> **Instruction**
Every entry that follows needs to be repeated exactly.

> **Records for the exercise**

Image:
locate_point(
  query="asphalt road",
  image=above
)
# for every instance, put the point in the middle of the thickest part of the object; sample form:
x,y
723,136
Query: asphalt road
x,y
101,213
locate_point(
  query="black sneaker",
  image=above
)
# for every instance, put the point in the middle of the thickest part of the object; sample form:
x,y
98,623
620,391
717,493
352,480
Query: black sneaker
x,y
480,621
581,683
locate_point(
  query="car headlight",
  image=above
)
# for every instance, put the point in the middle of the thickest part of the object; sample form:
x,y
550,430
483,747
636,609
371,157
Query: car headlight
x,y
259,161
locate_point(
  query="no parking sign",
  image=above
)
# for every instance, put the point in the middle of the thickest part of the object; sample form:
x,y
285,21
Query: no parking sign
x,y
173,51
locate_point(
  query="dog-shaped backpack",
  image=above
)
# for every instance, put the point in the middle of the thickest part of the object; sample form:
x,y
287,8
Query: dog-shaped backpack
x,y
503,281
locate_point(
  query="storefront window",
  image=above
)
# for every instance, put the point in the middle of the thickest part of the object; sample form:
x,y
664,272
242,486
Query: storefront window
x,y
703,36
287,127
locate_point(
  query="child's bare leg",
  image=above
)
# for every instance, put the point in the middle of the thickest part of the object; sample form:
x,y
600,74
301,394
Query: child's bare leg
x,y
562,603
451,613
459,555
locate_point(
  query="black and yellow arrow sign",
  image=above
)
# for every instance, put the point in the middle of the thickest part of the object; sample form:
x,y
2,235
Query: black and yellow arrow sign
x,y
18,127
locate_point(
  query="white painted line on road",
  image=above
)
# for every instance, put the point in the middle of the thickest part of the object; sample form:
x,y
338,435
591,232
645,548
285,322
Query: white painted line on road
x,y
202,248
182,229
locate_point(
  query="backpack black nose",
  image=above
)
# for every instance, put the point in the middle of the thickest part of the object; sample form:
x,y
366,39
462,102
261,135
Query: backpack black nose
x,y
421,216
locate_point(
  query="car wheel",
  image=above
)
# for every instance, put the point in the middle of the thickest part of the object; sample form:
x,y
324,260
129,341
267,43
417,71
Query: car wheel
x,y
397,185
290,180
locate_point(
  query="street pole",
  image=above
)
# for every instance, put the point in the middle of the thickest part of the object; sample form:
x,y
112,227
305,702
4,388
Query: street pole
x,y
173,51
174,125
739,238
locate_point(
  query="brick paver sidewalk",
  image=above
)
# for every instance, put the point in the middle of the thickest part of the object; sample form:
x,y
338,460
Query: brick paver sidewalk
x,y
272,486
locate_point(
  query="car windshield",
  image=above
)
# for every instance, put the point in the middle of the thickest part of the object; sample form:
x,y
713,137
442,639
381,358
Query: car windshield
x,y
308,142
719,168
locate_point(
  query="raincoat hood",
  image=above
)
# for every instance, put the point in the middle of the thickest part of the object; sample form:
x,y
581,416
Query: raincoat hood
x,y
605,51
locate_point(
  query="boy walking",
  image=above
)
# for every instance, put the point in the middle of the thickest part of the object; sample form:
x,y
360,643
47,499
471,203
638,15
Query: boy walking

> **Result for this task**
Image:
locate_point(
  query="asphalt road",
  image=above
)
# for every instance, put the point in the middle of the thickest part of the object; sample form:
x,y
723,136
Query: asphalt road
x,y
101,213
locate_point(
  query="black sneaker",
  image=above
)
# for every instance, put the point in the middle of the thickest part of the object; sample form:
x,y
98,623
620,391
717,493
352,480
Query: black sneaker
x,y
480,621
581,683
locate_point(
  query="car headlight",
  image=above
)
# for every instance, put the point in the middle of the thickest part of the object; sample form:
x,y
550,430
483,747
636,609
371,157
Query: car headlight
x,y
259,161
locate_point(
  query="no parking sign",
  image=above
)
# for every instance, put the point in the middle of the thickest part of the object; sample form:
x,y
285,21
Query: no parking sign
x,y
173,51
locate_point(
  query="dog-shaped backpack",
  image=above
)
# for every instance, put the point in the middle of the thickest part of the object; sample form:
x,y
287,8
Query: dog-shaped backpack
x,y
503,281
locate_point(
  query="storefront window",
  image=above
)
# for every instance, put the point in the middle of the thickest part of the object; sample form:
x,y
664,272
242,486
Query: storefront window
x,y
703,36
287,127
locate_point(
  query="child's bare leg",
  image=above
)
# for every instance, put the point in the middle of the thickest part of the object; sample form:
x,y
600,74
301,394
Query: child's bare leg
x,y
562,603
451,613
459,555
locate_point(
  query="black and yellow arrow sign",
  image=above
)
# for every instance, put the point in the middle of the thickest part of the object; sample form:
x,y
2,235
Query: black and yellow arrow sign
x,y
18,127
locate_point(
  query="white painted line on road",
  image=above
)
# for every instance, put the point in the middle of the thickest part of the object; sample form:
x,y
338,435
591,232
645,548
285,322
Query: white painted line on road
x,y
202,248
182,229
locate_point(
  query="backpack black nose",
  image=above
)
# for every instance, put the point in the middle of the thickest part of the object; sample form:
x,y
366,39
462,102
261,135
Query: backpack black nose
x,y
421,216
locate_point(
  query="car wheel",
  image=above
)
# for every instance, put the point in the middle of the thickest part of the object; sample form:
x,y
324,260
129,341
267,43
417,71
Query: car wheel
x,y
397,185
290,180
locate_point(
  query="street pole",
  image=above
)
# for every instance, put the point in the middle of the thickest part of the object; sample form:
x,y
112,227
305,702
4,388
Query: street pole
x,y
173,51
174,125
739,238
locate_point(
  query="brick paver sidewalk",
  image=above
)
# for every instance, put the point in the middle of the thickest part of the object; sample form:
x,y
338,460
Query: brick paver sidewalk
x,y
272,486
locate_point(
  query="car windshield",
  image=above
)
# for every instance, put the point in the middle of the thickest part of the object; sample form:
x,y
713,137
442,639
381,358
Query: car windshield
x,y
308,142
719,168
locate_point(
  query="raincoat hood",
  image=above
)
# for every instance, put the point in the middle of the thickest part of the object; sample form:
x,y
581,416
Query: raincoat hood
x,y
605,51
locate_point(
  query="boy walking",
  image=above
)
# for every instance, put the point in the middle of the thickest part of the object; sample form:
x,y
360,643
47,499
471,203
638,15
Query: boy walking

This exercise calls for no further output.